*Extracted text*
Begin

Cluster Autoscaler not backing off exhausted node group

elohmeier commented 10 months ago

Which component are you using?:

Cluster Autoscaler

What version of the component are you using?:

registry.k8s.io/autoscaling/cluster-autoscaler:v1.26.4

Component version:

What k8s version are you using (kubectl version)?:

kubectl version Output

$ kubectl version
Client Version: v1.26.6+k3s1
Kustomize Version: v4.5.7
Server Version: v1.26.6+k3s1

What environment is this in?:

Hetzner Cloud

What did you expect to happen?:

When the cluster autoscaler is configured with a priority expander, and multiple node groups of differing priorities are provided, the cluster autoscaler should back-off after some time if the cloud provider fails to provision nodes in the high priority node group due to resource unavailability and proceed to lower priority node groups.

What happened instead?:

The high priority node group (in the below log pool1) has no resources available currently to provision the requested nodes. The cluster autoscaler is stuck in a loop trying to provision nodes in the high-prio group and not proceeding to pool2 (lower prio, resources available). I've also tried to set --max-node-group-backoff-duration=1m with no effect.

W1101 05:15:05.399825       1 hetzner_servers_cache.go:94] Fetching servers from Hetzner API
I1101 05:15:15.806488       1 hetzner_node_group.go:438] Set node group draining-node-pool size from 0 to 0, expected delta 0
I1101 05:15:15.806519       1 hetzner_node_group.go:438] Set node group pool1 size from 1 to 1, expected delta 0
I1101 05:15:15.806525       1 hetzner_node_group.go:438] Set node group pool2 size from 0 to 0, expected delta 0
I1101 05:15:15.808727       1 scale_up.go:608] Scale-up: setting group pool1 size to 4
E1101 05:15:16.068533       1 hetzner_node_group.go:117] failed to create error: could not create server type ccx43 in region fsn1: we are unable to provision servers for this location, try with a different location or try later (resource_unavailable)
E1101 05:15:16.079704       1 hetzner_node_group.go:117] failed to create error: could not create server type ccx43 in region fsn1: we are unable to provision servers for this location, try with a different location or try later (resource_unavailable)
E1101 05:15:16.126786       1 hetzner_node_group.go:117] failed to create error: could not create server type ccx43 in region fsn1: we are unable to provision servers for this location, try with a different location or try later (resource_unavailable)
W1101 05:15:16.126816       1 hetzner_servers_cache.go:94] Fetching servers from Hetzner API
I1101 05:15:26.655179       1 hetzner_node_group.go:438] Set node group pool1 size from 1 to 1, expected delta 0
I1101 05:15:26.655243       1 hetzner_node_group.go:438] Set node group pool2 size from 0 to 0, expected delta 0
I1101 05:15:26.655257       1 hetzner_node_group.go:438] Set node group draining-node-pool size from 0 to 0, expected delta 0
I1101 05:15:26.660093       1 scale_up.go:608] Scale-up: setting group pool1 size to 4
E1101 05:15:26.948368       1 hetzner_node_group.go:117] failed to create error: could not create server type ccx43 in region fsn1: we are unable to provision servers for this location, try with a different location or try later (resource_unavailable)

End

*Task details*
In the autoscaler issue, what flag setting did the reporter try that had no effect? Answer from the autoscaler issue alone.

*Extracted information*

Begin

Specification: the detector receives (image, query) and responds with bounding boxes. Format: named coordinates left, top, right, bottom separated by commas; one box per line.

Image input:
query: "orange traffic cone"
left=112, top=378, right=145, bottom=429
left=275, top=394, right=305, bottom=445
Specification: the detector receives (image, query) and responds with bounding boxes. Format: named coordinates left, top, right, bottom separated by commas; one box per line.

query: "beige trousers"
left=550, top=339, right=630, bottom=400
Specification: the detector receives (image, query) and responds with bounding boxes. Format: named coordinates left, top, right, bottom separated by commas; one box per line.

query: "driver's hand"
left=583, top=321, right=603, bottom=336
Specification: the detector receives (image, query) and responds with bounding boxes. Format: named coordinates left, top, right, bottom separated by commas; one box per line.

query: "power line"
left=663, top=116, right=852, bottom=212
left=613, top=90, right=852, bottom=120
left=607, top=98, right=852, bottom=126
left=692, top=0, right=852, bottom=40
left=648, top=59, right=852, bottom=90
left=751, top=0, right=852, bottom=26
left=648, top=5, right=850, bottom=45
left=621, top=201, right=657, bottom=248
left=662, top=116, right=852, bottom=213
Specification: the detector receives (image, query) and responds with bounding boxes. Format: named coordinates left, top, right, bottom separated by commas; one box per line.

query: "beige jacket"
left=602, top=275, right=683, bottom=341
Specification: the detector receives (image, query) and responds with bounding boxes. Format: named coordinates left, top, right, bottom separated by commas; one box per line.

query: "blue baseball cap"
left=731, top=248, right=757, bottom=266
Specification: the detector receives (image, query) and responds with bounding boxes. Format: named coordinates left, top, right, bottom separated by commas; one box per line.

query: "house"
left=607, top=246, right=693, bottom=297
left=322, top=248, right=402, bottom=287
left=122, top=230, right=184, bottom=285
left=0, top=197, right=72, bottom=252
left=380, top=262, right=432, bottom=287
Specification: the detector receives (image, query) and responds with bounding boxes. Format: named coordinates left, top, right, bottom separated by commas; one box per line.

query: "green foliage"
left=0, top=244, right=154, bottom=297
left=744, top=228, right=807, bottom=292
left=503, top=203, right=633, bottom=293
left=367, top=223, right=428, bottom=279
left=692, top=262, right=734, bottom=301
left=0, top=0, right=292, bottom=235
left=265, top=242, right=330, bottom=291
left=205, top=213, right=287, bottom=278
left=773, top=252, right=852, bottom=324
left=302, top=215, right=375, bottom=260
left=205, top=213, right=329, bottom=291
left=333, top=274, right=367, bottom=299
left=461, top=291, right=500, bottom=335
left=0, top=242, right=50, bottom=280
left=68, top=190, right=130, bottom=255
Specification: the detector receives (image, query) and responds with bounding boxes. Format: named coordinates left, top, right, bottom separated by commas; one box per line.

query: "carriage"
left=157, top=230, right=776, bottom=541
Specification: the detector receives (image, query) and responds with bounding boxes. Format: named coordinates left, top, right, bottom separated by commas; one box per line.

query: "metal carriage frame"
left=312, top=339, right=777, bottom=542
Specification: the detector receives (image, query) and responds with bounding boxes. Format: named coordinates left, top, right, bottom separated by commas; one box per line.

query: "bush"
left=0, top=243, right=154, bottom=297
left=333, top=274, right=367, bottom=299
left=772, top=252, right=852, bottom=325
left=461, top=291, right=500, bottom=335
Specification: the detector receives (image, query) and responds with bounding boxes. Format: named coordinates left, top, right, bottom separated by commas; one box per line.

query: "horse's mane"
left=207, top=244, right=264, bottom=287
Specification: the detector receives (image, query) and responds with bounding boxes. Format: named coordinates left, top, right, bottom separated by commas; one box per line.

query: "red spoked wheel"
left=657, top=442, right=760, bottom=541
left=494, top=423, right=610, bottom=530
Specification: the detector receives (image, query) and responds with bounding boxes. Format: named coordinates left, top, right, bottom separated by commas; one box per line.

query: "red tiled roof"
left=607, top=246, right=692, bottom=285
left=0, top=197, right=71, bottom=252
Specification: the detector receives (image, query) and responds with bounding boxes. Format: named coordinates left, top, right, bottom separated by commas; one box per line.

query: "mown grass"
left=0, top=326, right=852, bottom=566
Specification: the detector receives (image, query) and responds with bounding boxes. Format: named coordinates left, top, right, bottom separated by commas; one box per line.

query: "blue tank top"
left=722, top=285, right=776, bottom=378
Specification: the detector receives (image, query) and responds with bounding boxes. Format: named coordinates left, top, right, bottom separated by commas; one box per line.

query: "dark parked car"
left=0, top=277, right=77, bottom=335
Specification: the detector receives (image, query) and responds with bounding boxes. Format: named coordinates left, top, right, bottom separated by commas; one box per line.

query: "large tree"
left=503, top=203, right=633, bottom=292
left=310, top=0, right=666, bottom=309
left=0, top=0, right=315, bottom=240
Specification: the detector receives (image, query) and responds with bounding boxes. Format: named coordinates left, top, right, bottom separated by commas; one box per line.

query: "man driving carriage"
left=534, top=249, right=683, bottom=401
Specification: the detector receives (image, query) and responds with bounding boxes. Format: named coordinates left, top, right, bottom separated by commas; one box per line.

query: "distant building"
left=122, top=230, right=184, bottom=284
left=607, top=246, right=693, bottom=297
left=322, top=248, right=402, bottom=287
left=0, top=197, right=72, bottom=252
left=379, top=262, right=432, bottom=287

End

*The completed task*
--max-node-group-backoff-duration=1m